[Point labeling material]

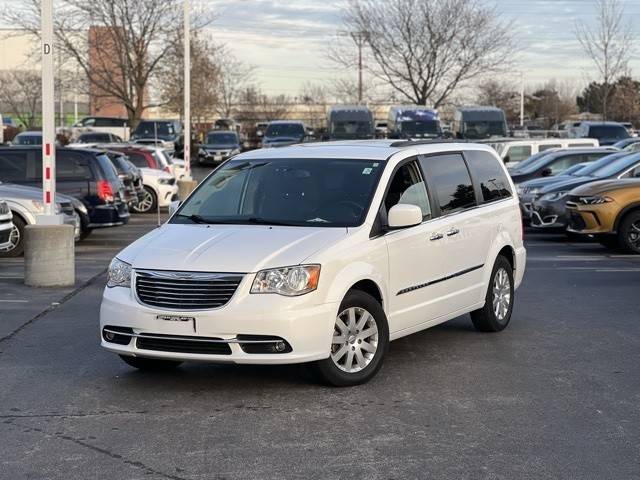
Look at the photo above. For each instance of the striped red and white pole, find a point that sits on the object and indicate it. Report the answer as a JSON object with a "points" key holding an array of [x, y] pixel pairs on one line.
{"points": [[48, 103]]}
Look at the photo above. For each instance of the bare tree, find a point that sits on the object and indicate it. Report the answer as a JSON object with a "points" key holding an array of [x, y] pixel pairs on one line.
{"points": [[21, 92], [118, 44], [256, 106], [608, 44], [233, 79], [204, 77], [425, 49]]}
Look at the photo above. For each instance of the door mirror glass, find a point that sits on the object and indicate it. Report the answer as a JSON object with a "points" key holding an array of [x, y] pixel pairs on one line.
{"points": [[404, 215], [173, 207]]}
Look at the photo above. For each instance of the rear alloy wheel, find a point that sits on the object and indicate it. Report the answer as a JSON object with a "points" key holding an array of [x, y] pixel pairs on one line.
{"points": [[148, 203], [359, 343], [16, 239], [629, 233], [496, 313], [150, 364]]}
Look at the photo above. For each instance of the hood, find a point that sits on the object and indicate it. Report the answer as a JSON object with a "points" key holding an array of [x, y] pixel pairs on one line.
{"points": [[567, 183], [220, 146], [10, 190], [227, 248], [540, 183], [595, 188]]}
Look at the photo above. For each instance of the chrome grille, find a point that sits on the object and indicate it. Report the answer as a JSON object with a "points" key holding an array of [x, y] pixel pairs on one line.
{"points": [[185, 290]]}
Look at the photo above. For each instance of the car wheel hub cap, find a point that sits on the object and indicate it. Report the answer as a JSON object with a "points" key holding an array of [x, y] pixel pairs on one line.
{"points": [[355, 340], [501, 294]]}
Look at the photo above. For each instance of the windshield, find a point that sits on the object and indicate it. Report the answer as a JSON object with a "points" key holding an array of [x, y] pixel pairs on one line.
{"points": [[149, 129], [285, 130], [288, 191], [28, 140], [533, 158], [351, 130], [483, 129], [616, 164], [608, 131], [221, 138], [417, 129]]}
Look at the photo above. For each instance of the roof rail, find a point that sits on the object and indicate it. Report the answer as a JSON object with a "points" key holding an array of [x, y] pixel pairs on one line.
{"points": [[408, 143]]}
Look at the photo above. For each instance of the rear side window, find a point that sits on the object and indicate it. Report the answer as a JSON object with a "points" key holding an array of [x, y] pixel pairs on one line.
{"points": [[407, 187], [108, 170], [449, 176], [517, 153], [71, 166], [542, 148], [138, 159], [489, 176]]}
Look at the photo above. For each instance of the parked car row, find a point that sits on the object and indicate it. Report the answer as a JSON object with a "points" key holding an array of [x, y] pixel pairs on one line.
{"points": [[98, 185], [594, 192]]}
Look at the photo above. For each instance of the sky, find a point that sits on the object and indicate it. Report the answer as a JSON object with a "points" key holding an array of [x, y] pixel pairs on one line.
{"points": [[286, 40]]}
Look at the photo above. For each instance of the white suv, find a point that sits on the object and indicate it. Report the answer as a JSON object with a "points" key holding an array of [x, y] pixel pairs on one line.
{"points": [[320, 253]]}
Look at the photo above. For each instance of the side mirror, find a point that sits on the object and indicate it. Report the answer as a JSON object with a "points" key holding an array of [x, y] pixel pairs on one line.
{"points": [[404, 215], [173, 207]]}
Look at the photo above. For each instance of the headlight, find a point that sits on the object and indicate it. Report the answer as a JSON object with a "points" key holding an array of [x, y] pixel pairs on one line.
{"points": [[595, 200], [552, 197], [119, 274], [288, 281]]}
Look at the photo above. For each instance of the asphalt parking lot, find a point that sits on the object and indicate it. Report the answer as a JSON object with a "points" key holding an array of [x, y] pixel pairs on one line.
{"points": [[556, 395]]}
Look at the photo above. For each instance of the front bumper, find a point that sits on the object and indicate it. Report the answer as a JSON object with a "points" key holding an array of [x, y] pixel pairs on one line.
{"points": [[303, 324]]}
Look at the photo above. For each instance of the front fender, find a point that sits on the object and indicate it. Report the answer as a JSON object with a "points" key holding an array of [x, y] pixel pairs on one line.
{"points": [[352, 273]]}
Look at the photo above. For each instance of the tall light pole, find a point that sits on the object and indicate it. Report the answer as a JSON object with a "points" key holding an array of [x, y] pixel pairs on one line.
{"points": [[187, 89], [359, 38], [49, 255], [48, 118], [186, 184], [522, 99]]}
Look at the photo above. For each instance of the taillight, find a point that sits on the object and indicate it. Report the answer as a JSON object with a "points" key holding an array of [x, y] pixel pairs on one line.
{"points": [[105, 191]]}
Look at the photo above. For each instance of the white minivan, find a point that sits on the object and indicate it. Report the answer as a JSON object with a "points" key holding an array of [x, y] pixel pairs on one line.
{"points": [[323, 253]]}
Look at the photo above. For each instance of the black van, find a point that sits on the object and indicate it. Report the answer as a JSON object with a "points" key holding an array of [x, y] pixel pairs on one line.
{"points": [[85, 174]]}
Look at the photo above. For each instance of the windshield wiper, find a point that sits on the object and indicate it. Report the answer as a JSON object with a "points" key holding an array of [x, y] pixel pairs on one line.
{"points": [[266, 221]]}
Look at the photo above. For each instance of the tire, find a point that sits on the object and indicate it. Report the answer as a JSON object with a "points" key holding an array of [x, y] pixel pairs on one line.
{"points": [[629, 232], [496, 313], [608, 241], [150, 364], [149, 203], [17, 239], [350, 362]]}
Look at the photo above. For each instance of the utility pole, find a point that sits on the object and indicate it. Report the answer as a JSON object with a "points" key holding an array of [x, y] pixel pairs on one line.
{"points": [[49, 254], [522, 99], [187, 185], [360, 38]]}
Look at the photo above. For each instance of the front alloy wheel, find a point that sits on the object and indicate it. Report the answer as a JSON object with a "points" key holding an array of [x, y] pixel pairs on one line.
{"points": [[359, 342], [495, 315]]}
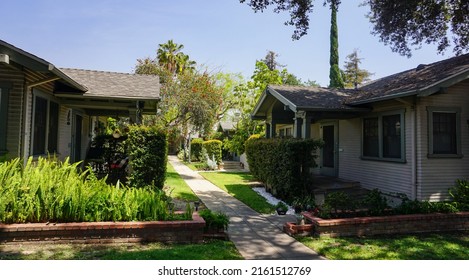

# [Exercise task]
Copy out the stretch from the line containing "Look at the photo above. For each instance of the utility" through the end of the material, requests included, and offset every x and y coordinate in the answers by adding 14. Omit the pictures.

# [Worked solution]
Look at the photo above. For each instance of the utility pole, find a point that sits on the object and indicate it. Report the answer as a JSON object with a "points" key holding an array of [x, y] pixel pairs on one line.
{"points": [[63, 268], [536, 113], [201, 199], [374, 52]]}
Look at the photo above. For each instance of the front alloy wheel, find a point that sits on the object and indicate it. Report the answer as a JSON object with a "points" key holding an array of [x, y] pixel pairs on one line.
{"points": [[373, 356], [509, 329]]}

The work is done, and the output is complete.